## SUPPLIED ENTRIES
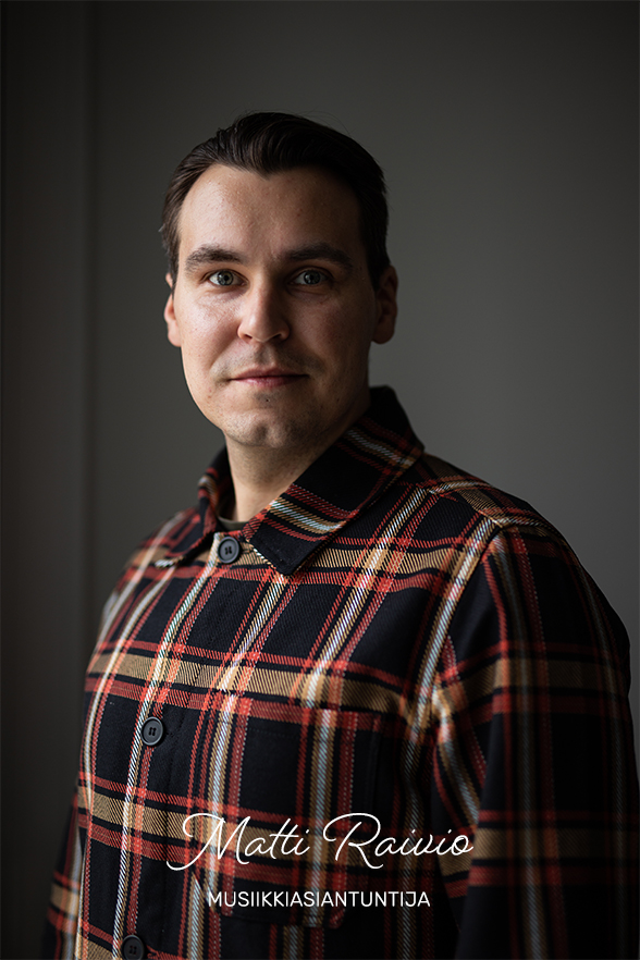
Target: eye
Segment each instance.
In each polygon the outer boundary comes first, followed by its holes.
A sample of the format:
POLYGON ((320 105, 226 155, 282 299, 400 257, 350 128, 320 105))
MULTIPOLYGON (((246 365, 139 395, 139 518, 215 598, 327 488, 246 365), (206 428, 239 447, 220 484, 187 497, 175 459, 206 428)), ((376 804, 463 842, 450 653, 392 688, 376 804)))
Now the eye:
POLYGON ((214 286, 231 286, 235 280, 235 273, 233 270, 217 270, 207 280, 214 286))
POLYGON ((316 286, 318 283, 323 283, 325 280, 327 276, 320 270, 303 270, 301 273, 294 276, 294 283, 298 283, 301 286, 316 286))

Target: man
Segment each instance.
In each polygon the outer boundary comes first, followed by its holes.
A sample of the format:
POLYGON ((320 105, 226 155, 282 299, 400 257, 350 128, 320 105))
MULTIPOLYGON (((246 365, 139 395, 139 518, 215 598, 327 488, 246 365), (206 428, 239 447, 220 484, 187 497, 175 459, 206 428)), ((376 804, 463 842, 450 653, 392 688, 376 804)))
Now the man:
POLYGON ((168 334, 226 446, 107 605, 47 956, 635 950, 624 629, 370 391, 385 231, 377 163, 301 118, 174 174, 168 334))

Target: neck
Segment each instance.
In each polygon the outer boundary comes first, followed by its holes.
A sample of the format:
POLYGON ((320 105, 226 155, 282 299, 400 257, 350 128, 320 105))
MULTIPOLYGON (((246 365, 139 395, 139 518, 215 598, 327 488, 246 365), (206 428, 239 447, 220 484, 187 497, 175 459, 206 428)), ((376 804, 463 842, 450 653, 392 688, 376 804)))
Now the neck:
POLYGON ((250 446, 226 438, 229 466, 235 494, 230 519, 246 522, 269 506, 294 480, 350 427, 369 406, 369 390, 362 392, 350 416, 316 443, 292 447, 250 446))
POLYGON ((317 459, 317 456, 285 457, 279 450, 238 448, 229 444, 227 453, 235 492, 230 519, 243 521, 250 520, 276 500, 317 459))

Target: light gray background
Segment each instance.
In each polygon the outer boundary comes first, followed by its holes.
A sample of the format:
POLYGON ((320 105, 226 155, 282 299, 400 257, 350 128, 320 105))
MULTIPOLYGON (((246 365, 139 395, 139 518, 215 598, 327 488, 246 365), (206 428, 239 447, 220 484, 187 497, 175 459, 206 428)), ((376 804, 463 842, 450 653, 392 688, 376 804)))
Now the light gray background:
POLYGON ((28 958, 99 608, 220 444, 164 336, 157 231, 173 168, 239 112, 381 162, 401 319, 372 382, 559 527, 637 676, 637 7, 9 2, 3 35, 3 956, 28 958))

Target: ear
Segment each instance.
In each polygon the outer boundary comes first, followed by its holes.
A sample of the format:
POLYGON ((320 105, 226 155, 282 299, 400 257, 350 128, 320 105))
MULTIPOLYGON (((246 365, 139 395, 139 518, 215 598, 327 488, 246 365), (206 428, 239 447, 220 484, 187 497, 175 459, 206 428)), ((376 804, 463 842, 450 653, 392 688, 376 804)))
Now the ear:
POLYGON ((380 286, 376 293, 378 304, 378 321, 373 331, 373 343, 386 343, 393 336, 397 316, 397 273, 394 267, 387 267, 380 278, 380 286))
POLYGON ((182 346, 180 328, 177 325, 177 320, 175 319, 175 307, 173 305, 173 281, 171 279, 171 273, 168 273, 164 279, 171 287, 171 293, 169 294, 169 299, 167 300, 167 306, 164 307, 164 319, 167 320, 167 336, 169 337, 169 343, 172 343, 173 346, 182 346))

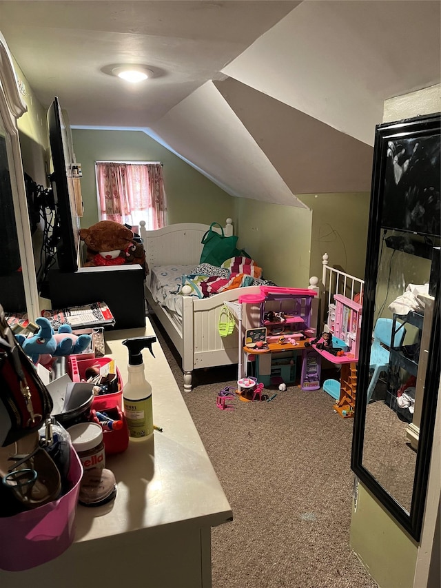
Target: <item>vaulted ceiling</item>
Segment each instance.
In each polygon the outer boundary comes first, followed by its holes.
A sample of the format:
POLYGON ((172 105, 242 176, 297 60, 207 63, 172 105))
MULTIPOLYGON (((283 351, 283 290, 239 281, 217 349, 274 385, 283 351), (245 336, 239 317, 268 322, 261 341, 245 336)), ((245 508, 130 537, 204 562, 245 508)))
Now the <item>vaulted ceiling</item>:
POLYGON ((441 3, 0 1, 38 99, 73 127, 144 130, 226 192, 368 191, 384 100, 441 80, 441 3), (142 63, 129 86, 110 74, 142 63))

## EXERCISE REQUIREMENTS
Rewrite every line of the material from the one containing "Target: man" down to the one containing "POLYGON ((168 334, 226", both included. Add 50 to each coordinate of the man's outline, and leave the sample outlines and all other lines unchanged.

## WRITTEN RESPONSE
Target: man
Segment each instance.
In each polygon the outer boundary comes first, followed by its holes.
A sample of the format:
POLYGON ((320 105, 226 155, 282 299, 400 257, 350 128, 320 105))
MULTIPOLYGON (((246 365, 139 395, 139 518, 215 598, 327 488, 246 365), (206 428, 239 447, 220 484, 187 497, 175 459, 206 428)), ((376 804, 463 842, 450 653, 392 688, 376 804)))
Now the man:
POLYGON ((218 384, 276 496, 157 655, 97 1006, 685 1000, 674 679, 420 441, 435 281, 427 213, 351 168, 224 224, 218 384))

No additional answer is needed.